• SUPPLIED DATA:
______________________________

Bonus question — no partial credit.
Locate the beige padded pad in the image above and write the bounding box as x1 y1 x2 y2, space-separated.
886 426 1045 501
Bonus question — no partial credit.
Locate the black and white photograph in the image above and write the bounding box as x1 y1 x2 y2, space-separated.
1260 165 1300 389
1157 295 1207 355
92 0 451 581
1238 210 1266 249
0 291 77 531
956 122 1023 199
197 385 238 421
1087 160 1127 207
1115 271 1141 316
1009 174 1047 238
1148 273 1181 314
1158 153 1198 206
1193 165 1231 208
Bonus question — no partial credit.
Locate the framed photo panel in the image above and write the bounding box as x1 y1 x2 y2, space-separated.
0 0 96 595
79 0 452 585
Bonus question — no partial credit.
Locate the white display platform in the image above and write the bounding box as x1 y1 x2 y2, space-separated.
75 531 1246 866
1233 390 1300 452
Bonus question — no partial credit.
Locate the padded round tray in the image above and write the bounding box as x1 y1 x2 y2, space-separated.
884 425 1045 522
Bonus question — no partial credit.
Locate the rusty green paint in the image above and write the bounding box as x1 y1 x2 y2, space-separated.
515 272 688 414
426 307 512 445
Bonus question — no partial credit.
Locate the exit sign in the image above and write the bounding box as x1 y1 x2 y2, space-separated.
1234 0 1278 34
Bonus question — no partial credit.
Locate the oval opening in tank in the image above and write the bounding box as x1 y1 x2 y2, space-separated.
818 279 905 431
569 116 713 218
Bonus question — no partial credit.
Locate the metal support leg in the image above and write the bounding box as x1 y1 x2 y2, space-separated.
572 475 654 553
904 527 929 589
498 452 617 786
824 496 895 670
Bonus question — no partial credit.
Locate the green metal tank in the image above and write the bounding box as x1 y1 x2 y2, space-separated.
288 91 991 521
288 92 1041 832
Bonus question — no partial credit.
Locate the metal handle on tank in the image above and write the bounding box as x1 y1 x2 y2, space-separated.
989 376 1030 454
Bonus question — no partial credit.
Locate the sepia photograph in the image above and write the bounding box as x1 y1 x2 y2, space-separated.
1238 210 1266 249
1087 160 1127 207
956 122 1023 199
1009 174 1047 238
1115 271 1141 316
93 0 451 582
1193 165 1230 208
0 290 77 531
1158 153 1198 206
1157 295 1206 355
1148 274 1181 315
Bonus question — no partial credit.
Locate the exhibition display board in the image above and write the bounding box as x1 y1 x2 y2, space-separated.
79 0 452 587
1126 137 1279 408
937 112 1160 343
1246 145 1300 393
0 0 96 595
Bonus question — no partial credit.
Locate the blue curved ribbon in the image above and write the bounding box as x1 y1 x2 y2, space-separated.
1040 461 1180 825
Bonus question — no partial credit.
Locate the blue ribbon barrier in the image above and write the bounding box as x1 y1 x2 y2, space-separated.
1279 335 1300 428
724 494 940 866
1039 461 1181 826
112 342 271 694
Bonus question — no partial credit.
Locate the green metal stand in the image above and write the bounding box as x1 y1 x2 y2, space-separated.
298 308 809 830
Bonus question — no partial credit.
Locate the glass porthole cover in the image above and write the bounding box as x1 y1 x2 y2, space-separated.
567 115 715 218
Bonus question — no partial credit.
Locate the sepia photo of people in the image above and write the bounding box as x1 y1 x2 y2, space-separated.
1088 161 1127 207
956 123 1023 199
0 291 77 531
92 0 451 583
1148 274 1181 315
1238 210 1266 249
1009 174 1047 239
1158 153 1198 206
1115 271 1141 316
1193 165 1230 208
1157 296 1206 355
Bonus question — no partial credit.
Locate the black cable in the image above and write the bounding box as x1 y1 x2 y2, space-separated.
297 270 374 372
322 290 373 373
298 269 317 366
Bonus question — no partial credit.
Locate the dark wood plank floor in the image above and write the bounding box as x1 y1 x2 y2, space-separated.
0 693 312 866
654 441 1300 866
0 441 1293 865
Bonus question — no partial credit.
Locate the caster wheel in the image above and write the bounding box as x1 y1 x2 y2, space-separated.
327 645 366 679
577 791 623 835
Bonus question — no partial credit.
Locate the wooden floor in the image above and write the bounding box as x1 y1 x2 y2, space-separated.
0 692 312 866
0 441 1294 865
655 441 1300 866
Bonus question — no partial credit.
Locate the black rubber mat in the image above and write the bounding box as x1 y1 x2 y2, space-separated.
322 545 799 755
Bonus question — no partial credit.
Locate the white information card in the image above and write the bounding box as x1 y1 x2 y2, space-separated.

______________________________

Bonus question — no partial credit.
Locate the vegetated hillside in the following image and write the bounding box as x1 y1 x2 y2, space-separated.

______________________________

• PROBLEM DESCRIPTION:
Copy the lines above exactly. Start with the line containing "Locate the black cable", end with the line containing "Locate the white information", and include both.

• ANSWER TO THIS PROBLEM:
Locate the black cable in the image above and write the bounding box as x1 y1 x2 y2, space-separated.
297 270 374 372
322 290 373 373
298 269 317 366
Bonus question — no partial credit.
Locate the dark wood plank floor in the image above and write the bounding box as x1 y1 x2 y2, space-separated.
0 693 312 866
654 441 1300 866
0 441 1293 865
Bonus question — no partial credit.
Locate the caster wheel in the image above and write the bounding box as x1 y1 x2 y2, space-separated.
327 645 366 679
577 791 623 835
Bonus question — no partial credit.
Locate the wooden floor in the image above and write the bounding box as x1 y1 x2 y2, space-separated.
0 692 312 866
0 441 1294 865
655 441 1300 866
Bonus question — no partial credit.
Locate the black rubber mat in the image above and write the bounding box as x1 y1 x2 y2, space-separated.
322 545 799 755
Bonus question — no partial credit.
Locate the white information card in the image above and write the bounding box as x1 y1 x2 y2, space-separated.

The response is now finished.